--- RECORDS SHOWN Enclosed Below ---
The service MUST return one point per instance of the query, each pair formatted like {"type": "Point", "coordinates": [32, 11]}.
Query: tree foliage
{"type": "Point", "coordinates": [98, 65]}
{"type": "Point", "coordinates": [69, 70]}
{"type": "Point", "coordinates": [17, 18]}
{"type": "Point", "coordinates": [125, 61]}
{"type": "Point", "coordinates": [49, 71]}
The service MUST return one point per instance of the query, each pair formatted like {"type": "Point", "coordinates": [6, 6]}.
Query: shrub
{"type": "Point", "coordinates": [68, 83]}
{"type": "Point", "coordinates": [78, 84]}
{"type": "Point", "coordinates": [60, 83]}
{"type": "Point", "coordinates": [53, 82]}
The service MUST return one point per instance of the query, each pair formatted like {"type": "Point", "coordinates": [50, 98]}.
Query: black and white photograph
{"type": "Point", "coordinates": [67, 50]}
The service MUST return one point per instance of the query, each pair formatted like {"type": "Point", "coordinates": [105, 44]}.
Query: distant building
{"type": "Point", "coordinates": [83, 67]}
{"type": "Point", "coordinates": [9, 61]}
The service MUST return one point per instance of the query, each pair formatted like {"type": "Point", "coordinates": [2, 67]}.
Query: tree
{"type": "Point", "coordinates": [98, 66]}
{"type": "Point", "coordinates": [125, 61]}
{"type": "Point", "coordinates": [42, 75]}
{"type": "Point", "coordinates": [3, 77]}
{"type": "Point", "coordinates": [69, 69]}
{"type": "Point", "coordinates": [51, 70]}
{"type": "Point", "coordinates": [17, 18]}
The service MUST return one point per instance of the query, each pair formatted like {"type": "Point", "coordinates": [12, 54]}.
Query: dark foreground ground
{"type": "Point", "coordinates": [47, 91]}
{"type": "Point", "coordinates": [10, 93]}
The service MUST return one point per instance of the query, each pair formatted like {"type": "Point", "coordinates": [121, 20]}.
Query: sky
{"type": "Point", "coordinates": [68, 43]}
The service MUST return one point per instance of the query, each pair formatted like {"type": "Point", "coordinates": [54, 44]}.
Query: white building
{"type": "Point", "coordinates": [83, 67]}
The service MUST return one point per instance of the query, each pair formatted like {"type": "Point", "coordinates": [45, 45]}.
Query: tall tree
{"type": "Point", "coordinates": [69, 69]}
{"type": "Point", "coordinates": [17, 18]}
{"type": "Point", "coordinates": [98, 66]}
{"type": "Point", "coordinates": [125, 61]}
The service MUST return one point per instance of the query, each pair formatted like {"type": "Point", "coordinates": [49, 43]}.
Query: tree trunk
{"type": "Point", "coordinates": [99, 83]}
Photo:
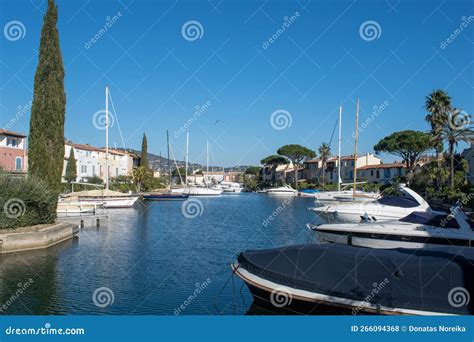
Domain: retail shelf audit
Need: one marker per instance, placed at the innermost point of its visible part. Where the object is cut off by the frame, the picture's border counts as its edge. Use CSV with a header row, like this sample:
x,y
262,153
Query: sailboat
x,y
345,194
197,190
106,197
167,196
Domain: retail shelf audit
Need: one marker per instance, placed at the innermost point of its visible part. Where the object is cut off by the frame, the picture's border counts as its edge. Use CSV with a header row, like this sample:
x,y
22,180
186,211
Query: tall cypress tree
x,y
46,145
71,168
144,156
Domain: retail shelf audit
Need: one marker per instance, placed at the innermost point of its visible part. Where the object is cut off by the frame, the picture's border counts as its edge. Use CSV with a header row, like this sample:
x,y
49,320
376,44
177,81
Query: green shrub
x,y
25,202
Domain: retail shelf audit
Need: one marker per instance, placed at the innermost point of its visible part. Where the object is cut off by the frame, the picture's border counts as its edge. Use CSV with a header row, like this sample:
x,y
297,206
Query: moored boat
x,y
362,280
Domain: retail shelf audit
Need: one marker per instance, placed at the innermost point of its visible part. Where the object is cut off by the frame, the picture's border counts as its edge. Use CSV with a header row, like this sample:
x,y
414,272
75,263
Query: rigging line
x,y
116,118
333,130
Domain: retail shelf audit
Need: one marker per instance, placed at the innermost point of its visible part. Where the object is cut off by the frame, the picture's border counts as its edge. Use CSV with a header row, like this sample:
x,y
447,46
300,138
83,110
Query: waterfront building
x,y
91,161
313,167
13,153
381,173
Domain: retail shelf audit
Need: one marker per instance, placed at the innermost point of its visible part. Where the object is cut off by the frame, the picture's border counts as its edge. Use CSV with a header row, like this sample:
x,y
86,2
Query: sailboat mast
x,y
169,165
339,180
187,158
207,160
106,137
355,148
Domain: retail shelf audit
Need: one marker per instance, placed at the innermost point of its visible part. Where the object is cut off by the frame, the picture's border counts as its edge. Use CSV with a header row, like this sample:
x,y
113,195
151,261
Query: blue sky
x,y
319,60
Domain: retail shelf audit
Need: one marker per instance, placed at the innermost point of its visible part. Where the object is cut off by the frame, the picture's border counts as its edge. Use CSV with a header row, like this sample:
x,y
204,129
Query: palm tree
x,y
324,153
273,162
453,134
438,106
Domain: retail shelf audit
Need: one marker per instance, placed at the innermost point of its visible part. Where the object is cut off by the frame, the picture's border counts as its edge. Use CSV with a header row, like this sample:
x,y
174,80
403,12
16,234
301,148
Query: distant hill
x,y
156,163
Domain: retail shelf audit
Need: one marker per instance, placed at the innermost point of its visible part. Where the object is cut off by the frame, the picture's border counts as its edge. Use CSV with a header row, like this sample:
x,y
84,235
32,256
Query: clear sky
x,y
320,56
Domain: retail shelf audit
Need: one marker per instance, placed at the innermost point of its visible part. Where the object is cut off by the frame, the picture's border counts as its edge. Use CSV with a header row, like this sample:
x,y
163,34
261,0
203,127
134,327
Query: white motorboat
x,y
282,191
109,199
69,208
383,209
417,230
197,191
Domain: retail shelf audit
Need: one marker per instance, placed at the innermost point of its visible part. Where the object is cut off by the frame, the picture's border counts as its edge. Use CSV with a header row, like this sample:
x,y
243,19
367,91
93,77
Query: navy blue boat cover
x,y
417,279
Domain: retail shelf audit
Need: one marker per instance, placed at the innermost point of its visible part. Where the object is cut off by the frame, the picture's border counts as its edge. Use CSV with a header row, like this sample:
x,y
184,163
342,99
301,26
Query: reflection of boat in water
x,y
69,208
282,191
165,197
417,230
108,198
383,209
359,279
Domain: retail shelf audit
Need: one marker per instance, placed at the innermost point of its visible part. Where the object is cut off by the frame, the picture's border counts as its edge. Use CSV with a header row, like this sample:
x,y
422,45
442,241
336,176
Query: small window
x,y
18,164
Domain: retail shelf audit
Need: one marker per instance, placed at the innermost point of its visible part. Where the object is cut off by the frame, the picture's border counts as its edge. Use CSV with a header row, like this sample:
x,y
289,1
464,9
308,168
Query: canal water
x,y
159,258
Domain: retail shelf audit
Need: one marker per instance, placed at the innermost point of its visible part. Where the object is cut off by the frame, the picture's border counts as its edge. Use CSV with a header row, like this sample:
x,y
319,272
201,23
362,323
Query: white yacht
x,y
417,230
282,191
103,197
383,209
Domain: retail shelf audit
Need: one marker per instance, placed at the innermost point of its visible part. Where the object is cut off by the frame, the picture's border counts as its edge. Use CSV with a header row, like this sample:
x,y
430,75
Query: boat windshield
x,y
395,201
431,219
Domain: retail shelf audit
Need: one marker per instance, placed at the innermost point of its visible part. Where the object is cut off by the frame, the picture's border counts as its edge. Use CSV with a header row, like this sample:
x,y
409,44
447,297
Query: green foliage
x,y
296,154
26,202
409,145
46,138
144,155
71,168
141,176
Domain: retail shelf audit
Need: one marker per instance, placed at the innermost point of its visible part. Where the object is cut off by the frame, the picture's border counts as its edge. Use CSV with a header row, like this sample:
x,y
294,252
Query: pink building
x,y
13,156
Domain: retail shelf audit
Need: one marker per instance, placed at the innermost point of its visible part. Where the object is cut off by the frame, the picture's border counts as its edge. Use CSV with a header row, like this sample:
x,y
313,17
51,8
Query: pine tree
x,y
144,156
71,168
46,145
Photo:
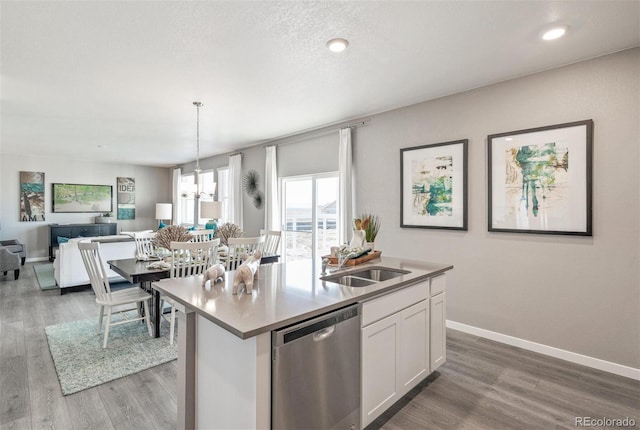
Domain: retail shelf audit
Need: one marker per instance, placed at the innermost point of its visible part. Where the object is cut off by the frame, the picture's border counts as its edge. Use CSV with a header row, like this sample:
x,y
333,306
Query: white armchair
x,y
9,261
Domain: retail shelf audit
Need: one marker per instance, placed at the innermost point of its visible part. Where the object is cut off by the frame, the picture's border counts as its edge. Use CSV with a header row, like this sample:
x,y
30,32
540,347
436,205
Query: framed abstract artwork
x,y
540,180
32,196
433,186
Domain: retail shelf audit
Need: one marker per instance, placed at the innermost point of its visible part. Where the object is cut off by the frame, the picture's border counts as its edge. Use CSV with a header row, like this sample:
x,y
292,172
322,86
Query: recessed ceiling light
x,y
338,44
554,33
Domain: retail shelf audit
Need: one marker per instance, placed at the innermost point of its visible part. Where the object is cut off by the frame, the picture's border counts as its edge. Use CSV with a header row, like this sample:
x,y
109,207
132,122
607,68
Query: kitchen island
x,y
224,378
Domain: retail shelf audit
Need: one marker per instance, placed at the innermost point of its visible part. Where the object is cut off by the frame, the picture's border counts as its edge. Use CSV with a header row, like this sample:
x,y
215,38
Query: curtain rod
x,y
311,133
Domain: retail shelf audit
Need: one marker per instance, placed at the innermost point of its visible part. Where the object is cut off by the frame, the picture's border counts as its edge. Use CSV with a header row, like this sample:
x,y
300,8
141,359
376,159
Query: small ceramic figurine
x,y
214,273
246,273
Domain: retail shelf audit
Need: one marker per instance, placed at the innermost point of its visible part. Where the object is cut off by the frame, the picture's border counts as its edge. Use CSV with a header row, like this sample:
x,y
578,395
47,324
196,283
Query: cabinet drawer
x,y
438,285
378,308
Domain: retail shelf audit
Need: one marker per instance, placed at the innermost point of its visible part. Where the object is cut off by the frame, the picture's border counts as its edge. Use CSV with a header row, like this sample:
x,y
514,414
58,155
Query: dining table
x,y
143,273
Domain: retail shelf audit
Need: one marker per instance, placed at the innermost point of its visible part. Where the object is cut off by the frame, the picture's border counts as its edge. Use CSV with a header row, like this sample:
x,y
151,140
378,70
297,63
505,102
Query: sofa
x,y
68,267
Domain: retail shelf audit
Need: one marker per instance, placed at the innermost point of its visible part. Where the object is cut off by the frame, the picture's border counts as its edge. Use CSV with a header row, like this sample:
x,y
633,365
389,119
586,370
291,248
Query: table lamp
x,y
163,211
212,211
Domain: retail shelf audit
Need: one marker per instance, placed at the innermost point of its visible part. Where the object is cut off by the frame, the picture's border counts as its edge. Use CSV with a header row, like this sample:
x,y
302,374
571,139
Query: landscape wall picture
x,y
31,196
82,198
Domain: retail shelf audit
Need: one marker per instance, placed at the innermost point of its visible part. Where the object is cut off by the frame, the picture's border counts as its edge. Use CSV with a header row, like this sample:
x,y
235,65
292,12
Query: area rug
x,y
81,363
44,276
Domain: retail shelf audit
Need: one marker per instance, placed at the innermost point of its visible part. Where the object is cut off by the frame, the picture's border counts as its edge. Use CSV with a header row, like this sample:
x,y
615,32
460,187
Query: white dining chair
x,y
144,244
107,299
271,241
187,259
238,247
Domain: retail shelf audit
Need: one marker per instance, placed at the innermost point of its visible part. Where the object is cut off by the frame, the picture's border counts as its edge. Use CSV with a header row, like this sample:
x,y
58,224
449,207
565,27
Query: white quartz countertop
x,y
286,293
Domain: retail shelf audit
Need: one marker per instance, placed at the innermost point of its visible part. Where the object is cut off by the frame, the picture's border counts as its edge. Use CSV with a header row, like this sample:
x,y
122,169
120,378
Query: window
x,y
187,182
187,192
310,208
223,192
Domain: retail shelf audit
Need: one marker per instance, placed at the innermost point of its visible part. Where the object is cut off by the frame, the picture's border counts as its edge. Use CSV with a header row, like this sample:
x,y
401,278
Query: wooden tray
x,y
370,256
--- End of Enclosed RECORDS SHOWN ---
# WHAT THE EXERCISE ASKS
Please copy each line of the entries in which the word "MUST" shows up.

# RESPONSE
The service MUST return one point per instance of the query, each pair formatted like {"type": "Point", "coordinates": [32, 11]}.
The service MUST return one point per instance of the query, each pair formatted like {"type": "Point", "coordinates": [6, 6]}.
The service MUST return one point per instance of the query, each pair formatted like {"type": "Point", "coordinates": [50, 98]}.
The service MUST return one point per instance of the query, each pair formatted like {"type": "Point", "coordinates": [105, 44]}.
The service MUST return one point per instance of the query, each pair formatted like {"type": "Point", "coordinates": [2, 67]}.
The service MUST return one point per instance of the query, each pair formatted like {"type": "Point", "coordinates": [12, 54]}.
The service MUST return one point per instance of the query, each pair formatted like {"type": "Point", "coordinates": [121, 20]}.
The service MUST return one point per instance of the query, each pair formatted like {"type": "Point", "coordinates": [54, 44]}.
The service MUST return one point per instance of the query, each pair formatted like {"type": "Point", "coordinates": [45, 45]}.
The service MUST return one point per instance of the query, each pair formatted like {"type": "Point", "coordinates": [49, 43]}.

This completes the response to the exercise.